--- Data to process Enclosed Below ---

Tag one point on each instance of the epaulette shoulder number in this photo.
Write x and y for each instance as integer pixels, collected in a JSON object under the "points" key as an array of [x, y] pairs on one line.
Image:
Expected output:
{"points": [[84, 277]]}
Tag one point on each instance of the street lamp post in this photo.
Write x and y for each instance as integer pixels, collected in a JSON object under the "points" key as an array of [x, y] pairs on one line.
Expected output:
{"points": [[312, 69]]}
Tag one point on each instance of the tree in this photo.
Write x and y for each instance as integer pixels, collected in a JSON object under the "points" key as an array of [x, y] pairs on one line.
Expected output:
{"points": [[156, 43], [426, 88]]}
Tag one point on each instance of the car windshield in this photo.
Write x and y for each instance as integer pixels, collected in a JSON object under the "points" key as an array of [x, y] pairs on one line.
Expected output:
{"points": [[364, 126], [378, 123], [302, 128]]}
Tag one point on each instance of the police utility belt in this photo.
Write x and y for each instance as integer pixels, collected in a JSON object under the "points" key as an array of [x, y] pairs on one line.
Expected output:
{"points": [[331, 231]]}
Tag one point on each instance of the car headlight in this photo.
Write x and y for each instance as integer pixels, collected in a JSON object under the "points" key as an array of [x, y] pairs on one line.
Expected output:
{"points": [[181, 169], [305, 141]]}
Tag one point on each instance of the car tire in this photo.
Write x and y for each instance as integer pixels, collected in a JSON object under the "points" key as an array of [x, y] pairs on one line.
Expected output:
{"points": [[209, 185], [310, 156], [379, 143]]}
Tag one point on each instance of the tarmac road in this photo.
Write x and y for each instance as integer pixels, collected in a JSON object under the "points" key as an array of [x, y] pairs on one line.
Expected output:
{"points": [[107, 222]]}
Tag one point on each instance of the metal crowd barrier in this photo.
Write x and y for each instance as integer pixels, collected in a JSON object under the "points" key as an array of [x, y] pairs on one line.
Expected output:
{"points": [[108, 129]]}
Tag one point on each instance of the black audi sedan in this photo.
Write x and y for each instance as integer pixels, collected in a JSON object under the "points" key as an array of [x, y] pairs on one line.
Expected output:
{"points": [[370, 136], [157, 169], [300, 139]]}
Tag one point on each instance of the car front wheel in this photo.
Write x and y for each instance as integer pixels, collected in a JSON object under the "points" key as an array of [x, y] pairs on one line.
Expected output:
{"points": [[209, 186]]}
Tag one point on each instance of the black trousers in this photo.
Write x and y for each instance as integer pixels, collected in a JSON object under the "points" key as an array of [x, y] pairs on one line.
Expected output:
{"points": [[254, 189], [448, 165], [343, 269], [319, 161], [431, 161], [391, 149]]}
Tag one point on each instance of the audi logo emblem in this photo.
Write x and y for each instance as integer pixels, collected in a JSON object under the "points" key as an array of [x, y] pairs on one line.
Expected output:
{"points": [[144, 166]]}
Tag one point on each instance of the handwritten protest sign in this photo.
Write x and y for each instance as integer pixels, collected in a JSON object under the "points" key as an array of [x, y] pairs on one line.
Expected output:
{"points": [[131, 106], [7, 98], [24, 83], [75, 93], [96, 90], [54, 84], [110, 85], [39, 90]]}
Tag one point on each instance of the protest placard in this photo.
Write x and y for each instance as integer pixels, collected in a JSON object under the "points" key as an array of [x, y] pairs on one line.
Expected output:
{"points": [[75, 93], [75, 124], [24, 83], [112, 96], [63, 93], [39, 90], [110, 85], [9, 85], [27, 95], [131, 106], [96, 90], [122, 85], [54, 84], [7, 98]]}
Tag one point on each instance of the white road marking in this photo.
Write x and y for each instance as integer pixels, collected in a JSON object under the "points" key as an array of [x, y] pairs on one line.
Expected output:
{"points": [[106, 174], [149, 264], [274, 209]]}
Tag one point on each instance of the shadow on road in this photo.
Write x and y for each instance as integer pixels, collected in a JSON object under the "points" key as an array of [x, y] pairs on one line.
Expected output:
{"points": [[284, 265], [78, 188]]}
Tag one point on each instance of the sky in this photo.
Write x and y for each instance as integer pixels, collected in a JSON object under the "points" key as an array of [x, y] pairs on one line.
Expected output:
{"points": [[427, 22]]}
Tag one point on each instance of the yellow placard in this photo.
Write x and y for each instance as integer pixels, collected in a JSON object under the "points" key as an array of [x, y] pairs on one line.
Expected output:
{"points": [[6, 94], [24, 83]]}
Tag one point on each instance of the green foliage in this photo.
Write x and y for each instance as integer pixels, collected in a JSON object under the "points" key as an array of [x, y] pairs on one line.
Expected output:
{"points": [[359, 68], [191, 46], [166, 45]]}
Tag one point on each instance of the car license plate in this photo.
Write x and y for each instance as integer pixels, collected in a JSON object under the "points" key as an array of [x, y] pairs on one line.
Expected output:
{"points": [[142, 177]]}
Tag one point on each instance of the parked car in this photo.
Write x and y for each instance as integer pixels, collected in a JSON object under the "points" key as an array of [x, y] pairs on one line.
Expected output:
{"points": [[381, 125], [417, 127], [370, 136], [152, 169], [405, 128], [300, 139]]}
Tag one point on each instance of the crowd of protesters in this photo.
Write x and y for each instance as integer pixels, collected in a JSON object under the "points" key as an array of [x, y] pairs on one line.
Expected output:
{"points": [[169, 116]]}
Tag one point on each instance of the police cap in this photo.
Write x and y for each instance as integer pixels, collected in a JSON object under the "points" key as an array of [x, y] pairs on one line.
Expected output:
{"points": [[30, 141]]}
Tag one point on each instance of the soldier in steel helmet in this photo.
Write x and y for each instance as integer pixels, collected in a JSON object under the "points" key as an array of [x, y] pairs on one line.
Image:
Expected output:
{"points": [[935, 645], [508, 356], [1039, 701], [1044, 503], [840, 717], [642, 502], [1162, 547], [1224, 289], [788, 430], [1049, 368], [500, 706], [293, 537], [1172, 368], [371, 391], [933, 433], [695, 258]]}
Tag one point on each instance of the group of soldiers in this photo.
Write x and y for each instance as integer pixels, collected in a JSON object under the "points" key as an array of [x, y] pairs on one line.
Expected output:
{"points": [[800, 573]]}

--- End of Enclosed Data to process ---

-- Exercise description --
Look through the records and copy every line that has the word "police".

-- Exercise response --
Tag one point on each instance of the police utility belt in this photo.
Tag one point on each instance of the police cap in this photo.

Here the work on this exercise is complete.